__Task details__: Can you echo the data below word for word, starting at the line containing "[mark] the quadcopter" and continuing through the last line, with both ends included?

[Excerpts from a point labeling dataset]
- - - -
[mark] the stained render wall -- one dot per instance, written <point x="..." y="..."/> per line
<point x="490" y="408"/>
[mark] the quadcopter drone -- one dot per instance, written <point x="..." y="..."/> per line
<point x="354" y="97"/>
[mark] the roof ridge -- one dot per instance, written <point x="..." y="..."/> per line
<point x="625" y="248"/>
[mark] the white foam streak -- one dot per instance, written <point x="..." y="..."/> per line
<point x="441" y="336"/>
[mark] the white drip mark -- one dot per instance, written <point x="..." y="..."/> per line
- - - -
__Exercise answer__:
[mark] the quadcopter drone -- one dot per instance, written <point x="..." y="..."/> per line
<point x="354" y="97"/>
[mark] the roof ridge -- one dot per instance, written <point x="..." y="..."/> per line
<point x="625" y="248"/>
[mark] the white foam streak -- one dot per instance, written <point x="..." y="..."/> per line
<point x="441" y="336"/>
[mark] the white drip mark -- one dot per instance, written <point x="..." y="..."/> per line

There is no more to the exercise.